#### Exercise
Please report every line below that contains the string "coca", copying each such line in full. Case counts.
(begin)
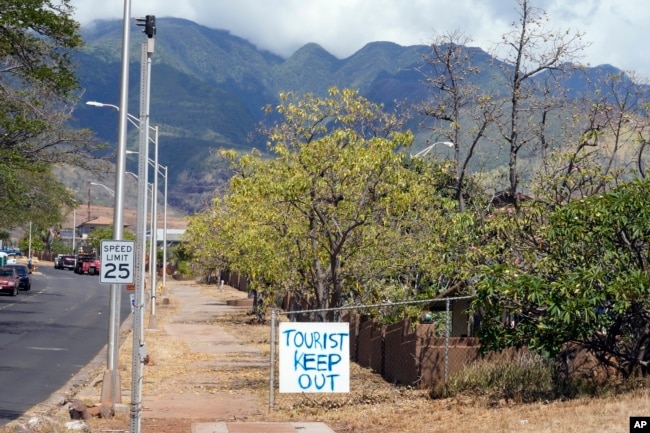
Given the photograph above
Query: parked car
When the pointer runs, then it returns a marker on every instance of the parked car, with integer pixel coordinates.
(68, 262)
(57, 261)
(9, 280)
(24, 282)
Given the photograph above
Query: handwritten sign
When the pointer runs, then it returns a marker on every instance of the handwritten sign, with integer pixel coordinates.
(314, 357)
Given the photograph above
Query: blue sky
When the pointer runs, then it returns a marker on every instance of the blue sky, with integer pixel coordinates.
(615, 29)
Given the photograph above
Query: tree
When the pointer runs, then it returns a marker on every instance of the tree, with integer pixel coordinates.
(38, 90)
(323, 217)
(528, 50)
(463, 111)
(587, 289)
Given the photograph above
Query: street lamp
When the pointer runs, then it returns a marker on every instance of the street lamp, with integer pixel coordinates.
(430, 148)
(159, 172)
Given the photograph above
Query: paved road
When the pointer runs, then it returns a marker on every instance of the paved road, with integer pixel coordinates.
(48, 334)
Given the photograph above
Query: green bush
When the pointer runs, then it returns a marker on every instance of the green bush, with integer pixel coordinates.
(527, 379)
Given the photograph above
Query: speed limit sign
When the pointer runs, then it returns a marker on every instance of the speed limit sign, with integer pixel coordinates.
(117, 258)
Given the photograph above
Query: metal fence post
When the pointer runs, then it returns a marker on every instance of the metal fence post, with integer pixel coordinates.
(272, 375)
(447, 333)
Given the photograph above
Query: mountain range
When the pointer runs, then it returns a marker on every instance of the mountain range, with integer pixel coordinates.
(209, 87)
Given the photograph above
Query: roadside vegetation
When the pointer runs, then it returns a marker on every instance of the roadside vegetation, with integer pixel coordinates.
(553, 244)
(547, 230)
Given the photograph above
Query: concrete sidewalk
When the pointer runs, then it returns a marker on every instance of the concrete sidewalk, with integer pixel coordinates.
(193, 323)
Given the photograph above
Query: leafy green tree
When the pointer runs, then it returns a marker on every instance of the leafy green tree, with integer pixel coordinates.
(39, 93)
(588, 287)
(325, 215)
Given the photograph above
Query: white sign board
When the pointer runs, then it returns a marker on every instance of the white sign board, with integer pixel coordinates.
(314, 357)
(117, 259)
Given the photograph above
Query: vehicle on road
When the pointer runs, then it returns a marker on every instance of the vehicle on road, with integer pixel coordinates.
(68, 262)
(9, 280)
(87, 261)
(23, 281)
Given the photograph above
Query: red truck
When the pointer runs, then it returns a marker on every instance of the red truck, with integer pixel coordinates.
(87, 261)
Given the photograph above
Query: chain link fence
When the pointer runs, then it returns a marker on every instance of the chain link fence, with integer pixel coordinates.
(406, 348)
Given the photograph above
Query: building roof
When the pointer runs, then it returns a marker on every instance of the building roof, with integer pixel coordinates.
(97, 222)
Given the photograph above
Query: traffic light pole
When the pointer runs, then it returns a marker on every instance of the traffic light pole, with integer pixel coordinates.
(111, 386)
(139, 349)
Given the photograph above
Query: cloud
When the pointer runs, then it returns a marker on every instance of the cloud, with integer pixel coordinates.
(615, 28)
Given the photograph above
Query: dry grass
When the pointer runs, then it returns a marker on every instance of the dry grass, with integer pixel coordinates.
(372, 406)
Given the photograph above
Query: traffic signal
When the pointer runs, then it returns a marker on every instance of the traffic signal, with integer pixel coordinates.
(149, 24)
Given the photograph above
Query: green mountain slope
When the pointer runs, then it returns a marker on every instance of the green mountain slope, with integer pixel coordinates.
(209, 87)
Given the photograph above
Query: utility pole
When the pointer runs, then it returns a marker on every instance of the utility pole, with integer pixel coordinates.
(139, 349)
(111, 385)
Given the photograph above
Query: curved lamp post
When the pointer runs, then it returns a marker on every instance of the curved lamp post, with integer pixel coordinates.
(430, 148)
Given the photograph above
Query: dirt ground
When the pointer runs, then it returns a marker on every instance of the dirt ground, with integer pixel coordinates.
(372, 406)
(178, 372)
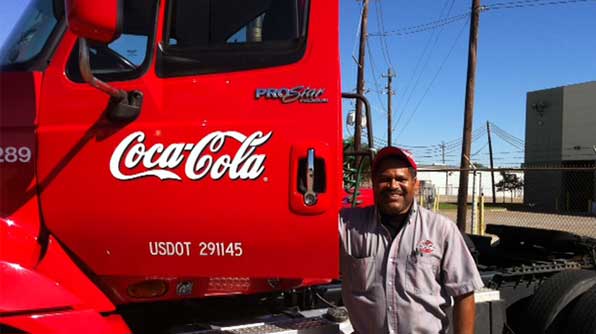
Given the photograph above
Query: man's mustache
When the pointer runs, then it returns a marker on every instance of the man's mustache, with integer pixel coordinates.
(392, 192)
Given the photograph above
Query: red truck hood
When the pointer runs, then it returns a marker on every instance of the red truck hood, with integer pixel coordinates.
(19, 94)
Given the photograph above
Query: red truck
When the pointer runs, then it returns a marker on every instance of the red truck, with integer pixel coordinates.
(155, 153)
(175, 166)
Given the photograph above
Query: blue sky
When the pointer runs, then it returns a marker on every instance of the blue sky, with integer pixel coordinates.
(520, 49)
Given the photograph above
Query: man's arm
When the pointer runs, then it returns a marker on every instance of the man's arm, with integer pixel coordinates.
(464, 313)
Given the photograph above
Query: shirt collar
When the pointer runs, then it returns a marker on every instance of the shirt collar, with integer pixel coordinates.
(409, 219)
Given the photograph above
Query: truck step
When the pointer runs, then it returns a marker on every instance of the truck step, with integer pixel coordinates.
(294, 326)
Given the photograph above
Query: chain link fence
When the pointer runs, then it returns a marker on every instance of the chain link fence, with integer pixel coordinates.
(557, 198)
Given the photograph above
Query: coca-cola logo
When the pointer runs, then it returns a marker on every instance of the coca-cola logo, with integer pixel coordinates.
(199, 161)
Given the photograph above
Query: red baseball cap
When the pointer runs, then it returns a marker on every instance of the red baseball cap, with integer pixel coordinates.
(392, 151)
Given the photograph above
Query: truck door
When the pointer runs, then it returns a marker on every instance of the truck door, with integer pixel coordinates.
(233, 166)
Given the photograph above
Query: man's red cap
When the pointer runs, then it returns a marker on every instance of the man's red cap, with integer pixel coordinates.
(392, 151)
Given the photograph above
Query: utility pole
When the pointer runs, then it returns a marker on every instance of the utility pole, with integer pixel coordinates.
(389, 77)
(360, 79)
(490, 151)
(462, 196)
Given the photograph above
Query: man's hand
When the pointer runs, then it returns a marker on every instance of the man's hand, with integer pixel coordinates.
(464, 313)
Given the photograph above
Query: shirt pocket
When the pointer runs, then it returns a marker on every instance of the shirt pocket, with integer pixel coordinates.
(422, 274)
(361, 273)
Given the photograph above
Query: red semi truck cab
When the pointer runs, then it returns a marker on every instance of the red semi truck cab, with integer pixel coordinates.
(208, 162)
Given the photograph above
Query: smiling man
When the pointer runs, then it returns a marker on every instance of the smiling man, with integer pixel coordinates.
(401, 263)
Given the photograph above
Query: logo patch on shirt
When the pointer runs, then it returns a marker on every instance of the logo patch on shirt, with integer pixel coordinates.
(426, 247)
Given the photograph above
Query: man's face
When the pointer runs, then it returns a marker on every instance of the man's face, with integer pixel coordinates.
(394, 187)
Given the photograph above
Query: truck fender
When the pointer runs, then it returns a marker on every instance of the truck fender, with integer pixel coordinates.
(30, 291)
(553, 296)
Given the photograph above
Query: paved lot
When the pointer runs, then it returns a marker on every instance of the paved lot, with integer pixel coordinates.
(582, 225)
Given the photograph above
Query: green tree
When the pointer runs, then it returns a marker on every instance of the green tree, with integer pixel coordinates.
(509, 182)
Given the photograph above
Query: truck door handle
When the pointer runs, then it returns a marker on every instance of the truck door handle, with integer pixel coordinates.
(311, 174)
(310, 196)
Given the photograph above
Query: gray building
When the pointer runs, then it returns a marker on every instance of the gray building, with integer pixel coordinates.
(561, 132)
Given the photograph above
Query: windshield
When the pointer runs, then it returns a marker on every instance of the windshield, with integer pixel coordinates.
(31, 33)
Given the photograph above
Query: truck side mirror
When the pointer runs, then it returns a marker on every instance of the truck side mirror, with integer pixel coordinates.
(99, 21)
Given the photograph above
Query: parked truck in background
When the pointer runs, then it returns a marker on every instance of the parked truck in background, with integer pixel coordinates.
(175, 166)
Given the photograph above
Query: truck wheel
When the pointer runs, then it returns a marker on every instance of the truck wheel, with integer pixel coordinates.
(582, 319)
(553, 296)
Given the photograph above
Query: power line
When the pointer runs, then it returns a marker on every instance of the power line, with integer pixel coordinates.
(409, 92)
(529, 3)
(381, 25)
(426, 26)
(434, 78)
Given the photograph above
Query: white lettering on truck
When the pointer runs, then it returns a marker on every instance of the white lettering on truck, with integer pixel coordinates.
(168, 248)
(159, 160)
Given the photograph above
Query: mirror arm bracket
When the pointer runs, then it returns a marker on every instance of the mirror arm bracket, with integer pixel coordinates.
(85, 68)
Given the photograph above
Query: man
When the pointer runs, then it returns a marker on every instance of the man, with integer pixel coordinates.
(401, 263)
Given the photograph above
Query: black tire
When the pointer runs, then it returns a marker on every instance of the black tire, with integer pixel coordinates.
(582, 319)
(553, 296)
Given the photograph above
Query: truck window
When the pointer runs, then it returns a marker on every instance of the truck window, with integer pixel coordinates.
(128, 56)
(210, 36)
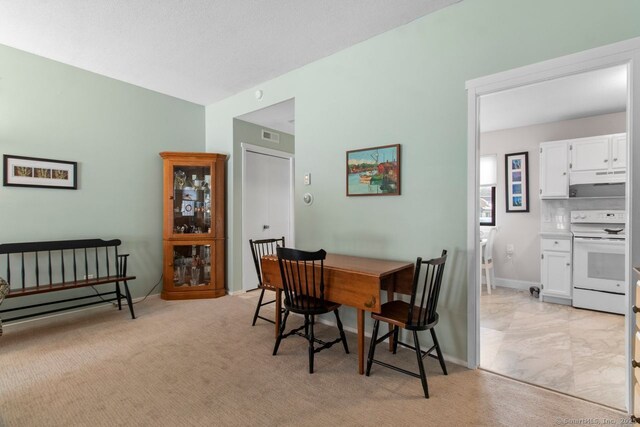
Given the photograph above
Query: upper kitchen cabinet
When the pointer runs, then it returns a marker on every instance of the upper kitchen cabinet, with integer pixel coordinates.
(end)
#### Exercise output
Query: coca-cola logo
When the pointer runs, then it returns a marker on every instance of the coca-cola logo, with integer pixel coordinates.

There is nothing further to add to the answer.